In the listing below, reproduce the lines verbatim, beginning at the line that contains "[trace] wooden boardwalk -> outlines" and stopping after the line that contains "[[326,488],[325,277],[322,206],[10,486]]".

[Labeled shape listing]

--------

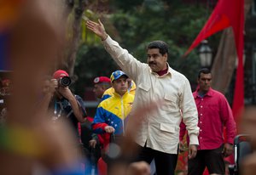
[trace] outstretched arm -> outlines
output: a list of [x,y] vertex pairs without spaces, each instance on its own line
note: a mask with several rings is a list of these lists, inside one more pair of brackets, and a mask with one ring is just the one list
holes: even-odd
[[101,37],[102,41],[104,41],[108,37],[108,33],[106,32],[105,27],[100,20],[98,20],[98,22],[99,23],[91,20],[87,20],[86,26],[88,29],[92,31],[96,35]]

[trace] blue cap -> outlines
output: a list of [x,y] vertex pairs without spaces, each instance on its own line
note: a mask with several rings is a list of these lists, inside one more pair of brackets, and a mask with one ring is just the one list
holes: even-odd
[[125,76],[128,78],[128,76],[122,71],[116,71],[111,74],[110,80],[113,82],[113,81],[119,79],[121,76]]

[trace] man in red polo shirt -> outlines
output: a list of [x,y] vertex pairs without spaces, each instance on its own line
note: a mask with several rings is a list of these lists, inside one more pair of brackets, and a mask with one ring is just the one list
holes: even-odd
[[[195,158],[189,160],[189,174],[201,175],[206,167],[210,174],[225,174],[224,158],[232,154],[236,133],[232,110],[226,98],[211,88],[212,73],[208,69],[199,71],[197,82],[193,96],[198,110],[199,146]],[[182,138],[184,125],[180,127]]]

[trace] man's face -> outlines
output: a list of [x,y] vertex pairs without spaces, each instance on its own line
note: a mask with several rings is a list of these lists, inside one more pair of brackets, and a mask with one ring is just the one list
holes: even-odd
[[117,93],[119,95],[125,94],[128,89],[127,77],[122,76],[119,79],[113,81],[112,86]]
[[204,93],[209,91],[212,85],[212,74],[200,74],[200,78],[197,79],[197,82],[199,85],[199,90]]
[[166,69],[167,54],[162,55],[159,48],[148,49],[148,64],[152,71],[160,71]]
[[93,93],[95,93],[95,96],[98,99],[102,99],[105,90],[106,89],[103,88],[102,84],[94,85]]

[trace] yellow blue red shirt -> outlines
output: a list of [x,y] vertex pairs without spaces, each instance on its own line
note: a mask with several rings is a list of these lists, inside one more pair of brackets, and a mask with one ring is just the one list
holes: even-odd
[[92,122],[93,131],[104,133],[104,127],[112,126],[115,129],[115,134],[122,134],[133,100],[134,95],[127,92],[122,97],[113,93],[113,96],[101,102]]

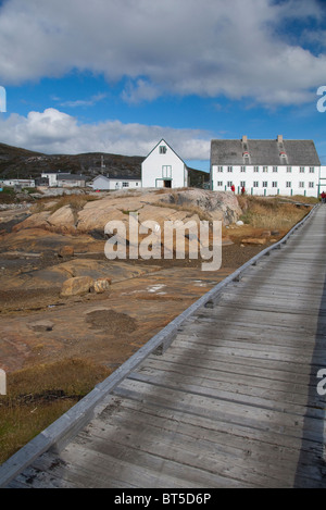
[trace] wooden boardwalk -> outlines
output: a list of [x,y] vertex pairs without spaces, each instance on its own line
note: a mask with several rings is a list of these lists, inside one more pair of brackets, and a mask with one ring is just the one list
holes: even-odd
[[326,488],[325,277],[322,206],[10,486]]

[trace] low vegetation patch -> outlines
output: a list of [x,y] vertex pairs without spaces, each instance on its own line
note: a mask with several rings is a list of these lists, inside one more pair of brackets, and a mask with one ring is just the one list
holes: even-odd
[[111,373],[87,360],[40,364],[8,374],[0,396],[0,463],[53,423]]
[[[305,197],[304,197],[305,198]],[[253,228],[290,229],[301,221],[311,210],[304,203],[285,201],[281,198],[238,197],[239,206],[243,211],[240,220]],[[313,206],[313,201],[310,201]]]

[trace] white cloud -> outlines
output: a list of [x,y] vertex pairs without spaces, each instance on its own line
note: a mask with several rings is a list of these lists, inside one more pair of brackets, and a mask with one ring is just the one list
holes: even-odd
[[109,152],[147,156],[164,138],[184,160],[210,158],[211,135],[197,129],[176,129],[106,121],[80,124],[57,109],[29,112],[27,117],[0,117],[1,141],[45,153]]
[[[128,77],[128,102],[162,94],[296,104],[325,80],[326,57],[280,36],[288,20],[321,20],[317,1],[8,0],[0,9],[0,83],[72,70]],[[304,34],[309,39],[309,30]],[[324,40],[325,32],[314,29]],[[291,42],[290,42],[291,39]]]

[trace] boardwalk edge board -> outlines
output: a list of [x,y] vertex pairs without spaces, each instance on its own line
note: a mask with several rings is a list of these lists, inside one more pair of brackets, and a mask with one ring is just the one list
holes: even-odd
[[149,354],[163,353],[172,344],[178,333],[178,328],[189,316],[200,307],[213,308],[224,287],[231,282],[239,281],[242,273],[248,268],[255,265],[261,258],[268,256],[272,250],[279,249],[283,244],[286,244],[289,237],[312,216],[317,207],[318,206],[314,206],[304,219],[297,223],[278,242],[262,250],[193,302],[161,332],[154,335],[109,377],[98,384],[88,395],[3,462],[3,464],[0,465],[0,488],[7,487],[13,478],[46,451],[53,450],[59,452],[62,450],[97,414],[96,408],[100,407],[101,402],[110,396],[113,389],[134,372]]

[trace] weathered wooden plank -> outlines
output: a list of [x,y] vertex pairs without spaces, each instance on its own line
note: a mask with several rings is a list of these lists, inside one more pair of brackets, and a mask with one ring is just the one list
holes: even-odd
[[280,250],[263,250],[190,307],[160,366],[153,350],[138,359],[110,389],[121,403],[102,406],[60,453],[65,467],[37,458],[29,471],[45,472],[33,486],[42,476],[54,486],[325,486],[314,394],[326,363],[325,216],[314,211]]

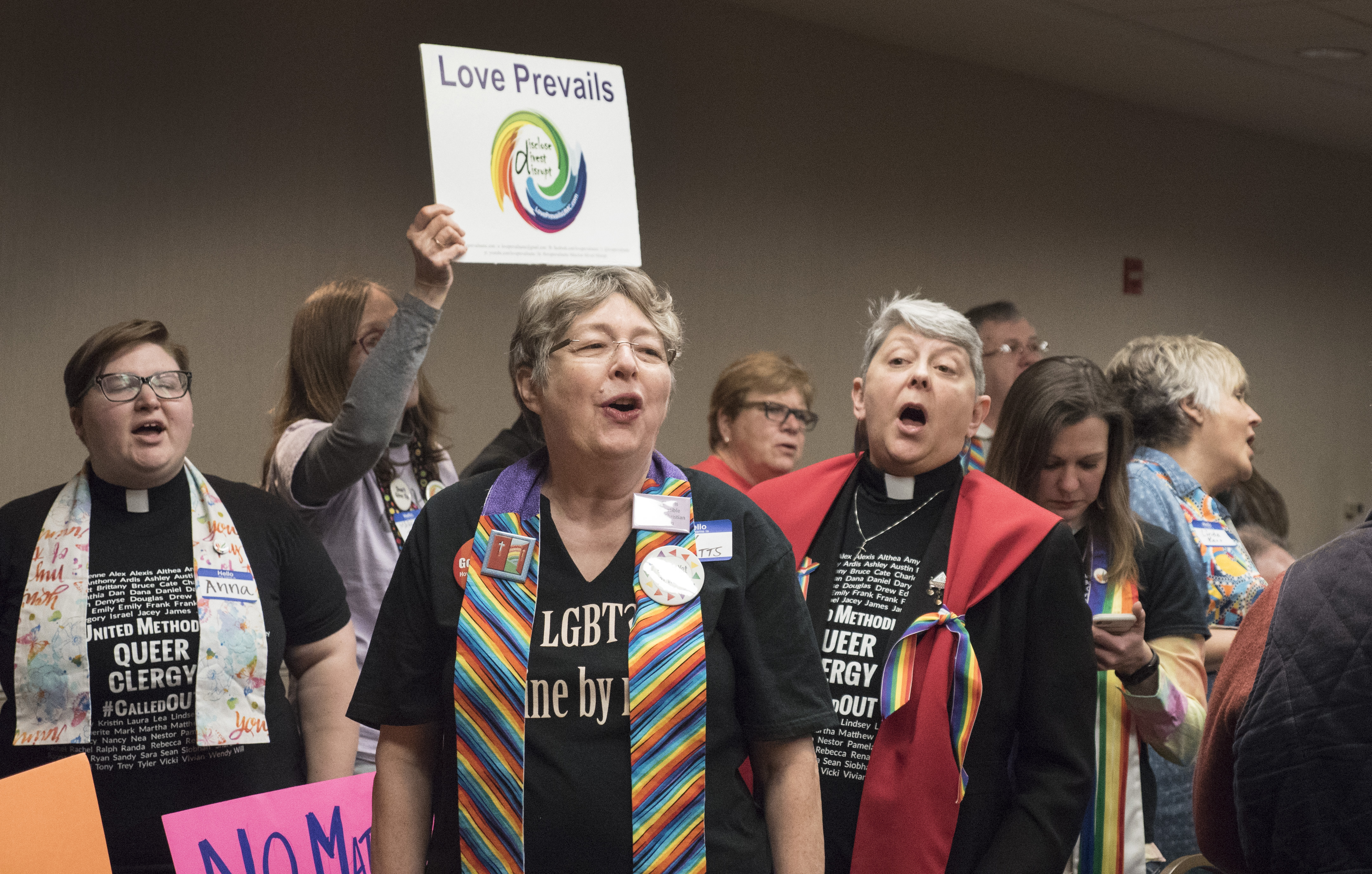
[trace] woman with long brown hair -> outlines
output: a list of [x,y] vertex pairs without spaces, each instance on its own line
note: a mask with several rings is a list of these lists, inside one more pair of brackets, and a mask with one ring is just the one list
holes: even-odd
[[1095,799],[1076,871],[1161,867],[1146,745],[1184,764],[1205,726],[1205,598],[1177,539],[1129,509],[1132,443],[1100,368],[1047,358],[1010,388],[986,460],[986,473],[1062,516],[1081,549],[1099,683]]
[[[406,236],[414,291],[399,306],[376,283],[343,280],[296,310],[262,462],[262,487],[302,515],[343,576],[358,665],[414,517],[457,482],[420,365],[453,284],[451,262],[466,246],[442,204],[420,210]],[[376,737],[361,730],[359,771],[375,768]]]

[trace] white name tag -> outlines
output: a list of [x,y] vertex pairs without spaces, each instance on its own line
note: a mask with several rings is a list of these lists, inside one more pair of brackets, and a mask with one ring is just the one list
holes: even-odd
[[1233,538],[1229,536],[1228,528],[1217,521],[1198,519],[1191,523],[1191,532],[1195,535],[1196,543],[1202,546],[1233,546]]
[[690,498],[634,495],[634,527],[639,531],[690,532]]
[[724,561],[734,557],[734,523],[727,519],[696,523],[696,557]]

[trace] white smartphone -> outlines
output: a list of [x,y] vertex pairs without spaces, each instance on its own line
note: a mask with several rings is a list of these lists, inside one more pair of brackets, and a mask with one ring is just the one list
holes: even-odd
[[1135,622],[1137,617],[1133,613],[1099,613],[1091,617],[1091,624],[1110,634],[1124,634]]

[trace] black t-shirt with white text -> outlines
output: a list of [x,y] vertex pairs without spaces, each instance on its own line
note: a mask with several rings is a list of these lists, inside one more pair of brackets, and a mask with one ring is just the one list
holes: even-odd
[[[472,539],[497,476],[491,471],[461,480],[420,512],[348,708],[348,716],[364,724],[434,723],[442,733],[431,874],[461,867],[453,661],[462,590],[453,578],[453,560]],[[766,874],[771,871],[767,823],[738,766],[755,741],[807,737],[836,719],[786,539],[737,490],[700,471],[686,476],[696,520],[733,525],[733,557],[705,563],[700,597],[708,866]],[[634,535],[595,580],[586,582],[557,536],[546,501],[542,512],[525,705],[524,870],[627,873],[632,786],[623,678],[634,612]]]
[[[125,490],[89,475],[86,653],[91,744],[14,746],[14,660],[0,659],[0,777],[86,753],[110,860],[118,871],[172,871],[162,815],[305,782],[305,749],[279,670],[285,646],[348,622],[343,583],[320,542],[277,498],[207,477],[243,539],[268,634],[269,744],[196,746],[199,616],[185,476],[148,490],[129,512]],[[15,630],[38,531],[58,490],[0,508],[0,652]]]
[[[527,871],[630,874],[632,805],[628,796],[605,788],[630,782],[626,690],[628,623],[635,612],[634,534],[586,582],[557,535],[547,498],[542,506],[547,523],[539,549],[524,723],[524,866]],[[579,801],[565,804],[572,797]],[[568,852],[576,845],[601,849]]]
[[[829,694],[840,719],[837,727],[815,735],[825,851],[831,870],[847,871],[851,863],[863,778],[881,724],[881,671],[896,642],[895,628],[911,602],[918,613],[938,609],[938,598],[927,589],[915,590],[914,580],[959,473],[955,458],[916,476],[911,498],[896,499],[886,495],[881,471],[866,457],[858,464],[858,519],[852,502],[845,505],[842,546],[820,645]],[[864,538],[870,538],[866,547]]]

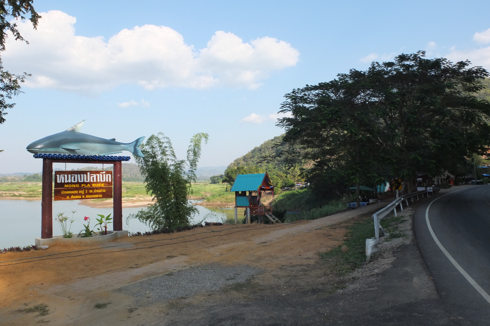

--------

▶ [RESPONSE FOR THIS EXERCISE]:
[trace] wooden boardwalk -> outlines
output: a list of [x,y] vertex pairs without spaces, each instance on its own line
note: a mask with several rings is a list of these lists, inside one more pair of brackets, and a mask with one ring is just the one list
holes: even-odd
[[326,488],[325,277],[322,206],[10,486]]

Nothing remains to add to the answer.